What the task asks
Reproduce each of the items below character for character, keeping every line, space and symbol unchanged.

Material provided
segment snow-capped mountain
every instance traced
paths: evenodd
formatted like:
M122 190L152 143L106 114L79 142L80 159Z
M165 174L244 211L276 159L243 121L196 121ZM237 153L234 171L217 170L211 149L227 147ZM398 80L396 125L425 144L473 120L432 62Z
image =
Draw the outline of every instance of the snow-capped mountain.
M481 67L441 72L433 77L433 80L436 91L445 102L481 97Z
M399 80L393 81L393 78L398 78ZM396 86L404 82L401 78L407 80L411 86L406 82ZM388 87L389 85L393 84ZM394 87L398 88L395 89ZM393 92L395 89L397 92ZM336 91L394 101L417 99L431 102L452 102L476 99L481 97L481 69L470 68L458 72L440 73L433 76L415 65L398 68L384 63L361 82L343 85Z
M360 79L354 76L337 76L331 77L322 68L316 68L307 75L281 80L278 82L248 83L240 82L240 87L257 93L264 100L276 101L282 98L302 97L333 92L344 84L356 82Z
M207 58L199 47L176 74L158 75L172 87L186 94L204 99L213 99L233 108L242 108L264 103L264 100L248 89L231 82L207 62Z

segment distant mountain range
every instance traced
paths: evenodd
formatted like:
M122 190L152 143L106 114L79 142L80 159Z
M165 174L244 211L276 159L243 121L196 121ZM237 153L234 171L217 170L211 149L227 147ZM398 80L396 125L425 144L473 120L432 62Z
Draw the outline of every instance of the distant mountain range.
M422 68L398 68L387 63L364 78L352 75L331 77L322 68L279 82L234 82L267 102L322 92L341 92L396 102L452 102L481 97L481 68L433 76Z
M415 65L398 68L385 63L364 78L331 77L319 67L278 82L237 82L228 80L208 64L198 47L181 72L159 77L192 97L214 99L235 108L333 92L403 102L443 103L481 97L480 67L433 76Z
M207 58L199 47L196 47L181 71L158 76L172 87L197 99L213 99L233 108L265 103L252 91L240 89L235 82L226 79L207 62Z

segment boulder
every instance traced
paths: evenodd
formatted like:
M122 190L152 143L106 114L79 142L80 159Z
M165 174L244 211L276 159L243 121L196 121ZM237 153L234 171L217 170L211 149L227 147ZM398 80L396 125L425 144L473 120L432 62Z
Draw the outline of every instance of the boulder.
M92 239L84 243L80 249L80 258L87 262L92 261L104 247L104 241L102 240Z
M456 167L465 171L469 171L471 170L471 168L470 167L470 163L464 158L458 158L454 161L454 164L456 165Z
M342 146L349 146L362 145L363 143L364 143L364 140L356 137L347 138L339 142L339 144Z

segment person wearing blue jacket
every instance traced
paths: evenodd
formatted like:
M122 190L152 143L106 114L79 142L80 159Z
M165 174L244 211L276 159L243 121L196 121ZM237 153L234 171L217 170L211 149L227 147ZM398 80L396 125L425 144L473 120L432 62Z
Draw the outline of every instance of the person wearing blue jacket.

Worked solution
segment snow-capped mountain
every instance traced
paths: evenodd
formatted like:
M122 190L152 143L106 114L79 142L80 159Z
M165 174L244 211L276 159L243 121L196 121ZM237 153L234 171L217 170L211 149L227 147ZM398 80L396 125L425 144L473 120L432 62Z
image =
Draw the outline of every instance of the snow-capped mountain.
M481 67L441 72L433 77L433 80L436 91L445 102L481 97Z
M399 80L393 81L393 78L398 78ZM396 86L404 82L401 78L407 80L411 86L406 82ZM388 87L389 85L393 84ZM394 87L398 88L395 89ZM393 92L395 89L397 92ZM336 91L394 101L417 99L431 102L452 102L476 99L481 97L481 69L470 68L458 72L440 73L433 76L415 65L398 68L384 63L361 82L343 85Z
M360 79L354 76L337 76L331 77L322 68L316 68L307 75L281 80L278 82L248 83L240 82L240 87L257 93L264 100L276 101L282 98L302 97L333 92L344 84L356 82Z
M207 58L199 47L176 74L158 75L172 87L186 94L204 99L213 99L233 108L242 108L264 103L264 100L248 89L231 82L207 62Z

segment distant mountain range
every instance traced
paths: evenodd
formatted like:
M122 190L152 143L106 114L79 142L80 159Z
M165 174L244 211L276 159L243 121L196 121ZM237 153L234 171L217 170L211 149L227 147ZM398 80L396 125L425 144L473 120L432 62Z
Draw the outline of every instance of the distant mountain range.
M422 68L398 68L387 63L364 78L352 75L331 77L322 68L279 82L234 82L267 102L322 92L341 92L396 102L452 102L481 97L481 68L433 76Z
M415 65L398 68L385 63L364 78L331 77L319 67L278 82L237 82L228 80L208 64L198 47L181 72L159 77L192 97L214 99L235 108L333 92L403 102L443 103L481 97L480 67L433 76Z
M207 58L199 47L196 47L181 71L158 76L172 87L197 99L213 99L233 108L265 103L252 91L240 89L235 82L226 79L207 62Z

segment boulder
every instance traced
paths: evenodd
formatted like:
M122 190L152 143L106 114L79 142L80 159Z
M165 174L244 211L276 159L243 121L196 121ZM237 153L234 171L217 170L211 149L227 147ZM398 80L396 125L425 144L473 120L432 62Z
Draw the outline of every instance of the boulder.
M92 239L84 243L80 249L80 258L87 262L92 261L104 247L104 241L102 240Z
M456 167L465 171L469 171L471 170L471 168L470 167L470 163L464 158L458 158L454 161L454 164L456 165Z
M342 146L349 146L362 145L363 143L364 143L364 140L356 137L347 138L339 142L339 144Z

segment person wearing blue jacket
every instance traced
paths: evenodd
formatted like:
M122 190L152 143L106 114L79 142L80 159Z
M165 174L244 211L276 159L243 121L196 121ZM237 153L234 171L217 170L211 149L227 147ZM398 80L396 125L425 144L473 120L432 62Z
Draw the outline of every instance of the person wearing blue jacket.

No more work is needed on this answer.